◆ 抜粋
● ● ● ●

図1の光源部をHIDランプに置き換えた場合、光源部の浮遊容量(例えば、HIDランプの取付金具(ソケット)と筐体との間の浮遊容量)は数十pF程度と小さく、コモンモードの伝導ノイズのループAが形成される可能性は十分に低い。そのため、スイッチング電源装置(安定器)の出力側にコモンモード・チョークコイルを接続する必要性は存在しなかった。HIDランプは高温になるほど発光効率がよくなり、HIDランプの冷却(放熱)に注力する必要はなく、光源部のHIDランプの取付金具と筐体等とを放熱のために近接させる必要もなく、光源部の構造上、その浮遊容量が小さくなっていた。
【0011】
しかし、光源部がLED等、高温下での寿命・発光効率が悪化する光源を用いる場合、光源の温度が高くなると、寿命、発光効率ともに著しく低下するので、LED等の光源の放熱を構造的に十分に考慮する必要がある。LED素子の例では、LED素子が高温に長期間さらされるとLED素子を封じているシリコン樹脂などの封止材がガラス化しやすくなる。そうすると、封止材にひび割れが生じて、内部に湿気が侵入する。これによりLED素子の劣化が早く進行して、その寿命が短くなってしまう。

● ● ● ●

◆ 指示 1
レコードのうち、「query (the noun phrase to segment): asphalt」を含む行からレコードの末尾までの範囲を書き直してください。「noun phrase」を「term」に置き換え、ほかは一切変えないこと。

● ● ● ●

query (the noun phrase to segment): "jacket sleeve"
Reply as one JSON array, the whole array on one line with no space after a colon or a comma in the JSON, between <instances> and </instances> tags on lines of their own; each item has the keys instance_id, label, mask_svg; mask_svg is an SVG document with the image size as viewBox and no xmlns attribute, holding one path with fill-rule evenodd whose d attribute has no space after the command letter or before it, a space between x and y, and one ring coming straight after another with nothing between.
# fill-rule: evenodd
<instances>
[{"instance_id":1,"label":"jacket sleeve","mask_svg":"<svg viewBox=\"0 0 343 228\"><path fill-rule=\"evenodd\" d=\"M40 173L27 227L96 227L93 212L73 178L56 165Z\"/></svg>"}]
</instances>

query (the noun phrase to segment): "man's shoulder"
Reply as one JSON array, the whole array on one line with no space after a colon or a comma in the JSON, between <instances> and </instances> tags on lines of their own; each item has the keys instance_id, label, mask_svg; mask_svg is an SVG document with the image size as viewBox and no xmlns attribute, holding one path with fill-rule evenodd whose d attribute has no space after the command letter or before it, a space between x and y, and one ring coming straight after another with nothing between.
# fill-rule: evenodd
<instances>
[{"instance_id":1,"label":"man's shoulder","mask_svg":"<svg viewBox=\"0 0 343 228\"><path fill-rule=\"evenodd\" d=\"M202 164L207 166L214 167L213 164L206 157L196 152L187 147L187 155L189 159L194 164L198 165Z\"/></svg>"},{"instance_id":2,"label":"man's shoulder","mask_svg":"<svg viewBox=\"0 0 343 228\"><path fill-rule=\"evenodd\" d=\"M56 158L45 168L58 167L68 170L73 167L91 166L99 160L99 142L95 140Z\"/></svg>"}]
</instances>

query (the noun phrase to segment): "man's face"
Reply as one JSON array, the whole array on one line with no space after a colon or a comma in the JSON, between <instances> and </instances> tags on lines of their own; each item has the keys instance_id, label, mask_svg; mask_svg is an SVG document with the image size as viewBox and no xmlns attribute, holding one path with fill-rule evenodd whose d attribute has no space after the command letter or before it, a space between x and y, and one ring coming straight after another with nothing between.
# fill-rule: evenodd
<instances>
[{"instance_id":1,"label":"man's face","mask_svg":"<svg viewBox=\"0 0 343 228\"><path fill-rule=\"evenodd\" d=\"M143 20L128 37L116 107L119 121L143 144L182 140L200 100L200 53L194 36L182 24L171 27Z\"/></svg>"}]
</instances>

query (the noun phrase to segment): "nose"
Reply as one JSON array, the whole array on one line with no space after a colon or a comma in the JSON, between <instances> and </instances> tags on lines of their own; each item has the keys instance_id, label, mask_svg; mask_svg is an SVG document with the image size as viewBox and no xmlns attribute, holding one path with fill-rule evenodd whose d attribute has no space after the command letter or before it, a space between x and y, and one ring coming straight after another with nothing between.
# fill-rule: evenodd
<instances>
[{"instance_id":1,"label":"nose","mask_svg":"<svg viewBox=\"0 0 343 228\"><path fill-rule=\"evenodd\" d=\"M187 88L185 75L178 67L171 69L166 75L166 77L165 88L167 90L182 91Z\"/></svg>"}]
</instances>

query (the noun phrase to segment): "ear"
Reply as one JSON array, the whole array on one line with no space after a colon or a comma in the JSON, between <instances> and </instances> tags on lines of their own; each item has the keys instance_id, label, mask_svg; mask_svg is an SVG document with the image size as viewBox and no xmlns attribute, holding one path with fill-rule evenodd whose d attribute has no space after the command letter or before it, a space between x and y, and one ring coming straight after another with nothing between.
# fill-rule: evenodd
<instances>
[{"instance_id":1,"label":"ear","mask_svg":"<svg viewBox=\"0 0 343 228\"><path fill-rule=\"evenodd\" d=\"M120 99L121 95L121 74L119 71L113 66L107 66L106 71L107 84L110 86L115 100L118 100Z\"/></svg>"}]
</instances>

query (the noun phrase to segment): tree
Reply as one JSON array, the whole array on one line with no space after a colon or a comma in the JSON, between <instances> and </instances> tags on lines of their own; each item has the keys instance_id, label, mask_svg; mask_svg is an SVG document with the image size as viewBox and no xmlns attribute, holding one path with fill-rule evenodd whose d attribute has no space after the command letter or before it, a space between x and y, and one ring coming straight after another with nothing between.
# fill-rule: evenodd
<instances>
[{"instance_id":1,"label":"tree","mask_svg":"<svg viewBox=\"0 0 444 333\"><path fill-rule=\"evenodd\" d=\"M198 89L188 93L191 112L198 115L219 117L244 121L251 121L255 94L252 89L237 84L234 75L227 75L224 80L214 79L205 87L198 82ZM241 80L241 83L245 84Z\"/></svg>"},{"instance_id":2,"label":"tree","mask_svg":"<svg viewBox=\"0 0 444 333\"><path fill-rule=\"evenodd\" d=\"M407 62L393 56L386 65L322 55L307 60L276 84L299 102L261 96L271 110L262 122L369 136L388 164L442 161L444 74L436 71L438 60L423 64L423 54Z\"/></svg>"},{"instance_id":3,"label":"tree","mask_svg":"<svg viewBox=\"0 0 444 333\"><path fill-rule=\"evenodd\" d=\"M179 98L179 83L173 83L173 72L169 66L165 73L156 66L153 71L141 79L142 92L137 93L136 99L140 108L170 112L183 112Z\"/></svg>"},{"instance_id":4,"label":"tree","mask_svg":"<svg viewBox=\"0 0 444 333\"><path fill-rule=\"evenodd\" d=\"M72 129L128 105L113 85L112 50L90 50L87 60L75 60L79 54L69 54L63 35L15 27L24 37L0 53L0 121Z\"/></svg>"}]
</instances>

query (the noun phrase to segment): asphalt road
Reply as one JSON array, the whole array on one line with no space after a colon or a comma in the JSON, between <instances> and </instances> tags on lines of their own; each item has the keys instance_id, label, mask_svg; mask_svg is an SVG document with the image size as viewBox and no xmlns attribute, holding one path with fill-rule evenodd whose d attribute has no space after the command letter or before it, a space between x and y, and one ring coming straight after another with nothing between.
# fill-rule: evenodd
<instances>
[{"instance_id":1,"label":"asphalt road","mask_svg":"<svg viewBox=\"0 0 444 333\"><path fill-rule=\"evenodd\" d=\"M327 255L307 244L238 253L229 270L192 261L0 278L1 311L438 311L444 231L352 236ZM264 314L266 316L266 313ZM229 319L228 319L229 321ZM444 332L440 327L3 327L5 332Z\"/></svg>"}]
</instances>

● ● ● ●

◆ 指示 2
抜粋を2文で要約してください。

◆ 実行結果 1
query (the term to segment): asphalt road
Reply as one JSON array, the whole array on one line with no space after a colon or a comma in the JSON, between <instances> and </instances> tags on lines of their own; each item has the keys instance_id, label, mask_svg; mask_svg is an SVG document with the image size as viewBox and no xmlns attribute, holding one path with fill-rule evenodd whose d attribute has no space after the command letter or before it, a space between x and y, and one ring coming straight after another with nothing between.
# fill-rule: evenodd
<instances>
[{"instance_id":1,"label":"asphalt road","mask_svg":"<svg viewBox=\"0 0 444 333\"><path fill-rule=\"evenodd\" d=\"M327 255L307 244L238 253L229 270L192 261L0 278L1 311L438 311L444 231L352 236ZM264 314L266 316L266 313ZM229 319L228 319L229 321ZM444 332L440 327L3 327L5 332Z\"/></svg>"}]
</instances>

◆ 実行結果 2
HIDランプを使う光源部では浮遊容量が数十pF程度と小さく、安定器の出力側にコモンモード・チョークコイルを接続する必要はなかった。一方、LEDのように高温で寿命と発光効率が悪化する光源では放熱を構造的に十分考慮する必要があり、LED素子が高温に長くさらされると封止材がガラス化してひび割れ、湿気が侵入して寿命が短くなる。